# INPUT
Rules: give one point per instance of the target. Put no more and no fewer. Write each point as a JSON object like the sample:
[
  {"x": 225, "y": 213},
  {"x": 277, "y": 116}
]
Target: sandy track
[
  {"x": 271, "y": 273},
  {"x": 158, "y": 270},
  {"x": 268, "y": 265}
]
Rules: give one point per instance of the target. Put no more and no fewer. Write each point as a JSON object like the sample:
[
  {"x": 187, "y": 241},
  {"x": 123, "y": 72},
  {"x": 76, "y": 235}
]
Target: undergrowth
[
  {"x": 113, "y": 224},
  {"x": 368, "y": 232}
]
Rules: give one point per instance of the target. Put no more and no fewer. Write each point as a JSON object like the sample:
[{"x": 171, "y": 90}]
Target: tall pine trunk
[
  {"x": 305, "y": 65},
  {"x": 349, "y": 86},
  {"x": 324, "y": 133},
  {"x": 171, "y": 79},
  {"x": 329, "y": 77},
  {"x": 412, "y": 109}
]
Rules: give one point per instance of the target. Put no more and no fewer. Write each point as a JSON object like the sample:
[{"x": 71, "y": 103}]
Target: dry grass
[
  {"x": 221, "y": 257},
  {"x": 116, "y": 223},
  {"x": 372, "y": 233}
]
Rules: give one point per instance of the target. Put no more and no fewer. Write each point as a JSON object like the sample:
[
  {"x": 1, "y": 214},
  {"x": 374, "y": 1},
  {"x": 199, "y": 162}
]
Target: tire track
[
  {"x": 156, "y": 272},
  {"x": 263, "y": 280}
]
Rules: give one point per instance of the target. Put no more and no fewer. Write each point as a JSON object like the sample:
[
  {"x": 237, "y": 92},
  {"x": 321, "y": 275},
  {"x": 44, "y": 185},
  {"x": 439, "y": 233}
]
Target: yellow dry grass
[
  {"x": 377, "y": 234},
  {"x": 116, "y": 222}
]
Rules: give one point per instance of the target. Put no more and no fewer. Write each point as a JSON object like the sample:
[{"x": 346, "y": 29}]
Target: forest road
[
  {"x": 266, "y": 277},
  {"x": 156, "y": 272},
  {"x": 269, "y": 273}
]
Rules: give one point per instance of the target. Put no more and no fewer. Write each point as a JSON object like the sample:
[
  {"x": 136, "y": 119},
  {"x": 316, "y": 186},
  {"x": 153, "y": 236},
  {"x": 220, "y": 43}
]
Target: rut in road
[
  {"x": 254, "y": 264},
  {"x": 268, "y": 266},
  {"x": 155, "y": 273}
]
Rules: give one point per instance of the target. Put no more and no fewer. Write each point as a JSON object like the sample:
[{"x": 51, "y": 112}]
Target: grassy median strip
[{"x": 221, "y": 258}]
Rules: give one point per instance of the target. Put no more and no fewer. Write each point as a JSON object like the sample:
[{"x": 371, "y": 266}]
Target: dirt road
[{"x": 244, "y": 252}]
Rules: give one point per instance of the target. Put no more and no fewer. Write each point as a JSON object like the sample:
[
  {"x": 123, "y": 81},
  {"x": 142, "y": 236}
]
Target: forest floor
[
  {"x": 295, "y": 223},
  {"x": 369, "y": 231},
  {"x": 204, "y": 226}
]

# WHAT IS NEEDED
Pull out every line from the rows above that contains the word "road".

# WRITTEN REPLY
Target: forest road
Target: rut in road
Target: dirt road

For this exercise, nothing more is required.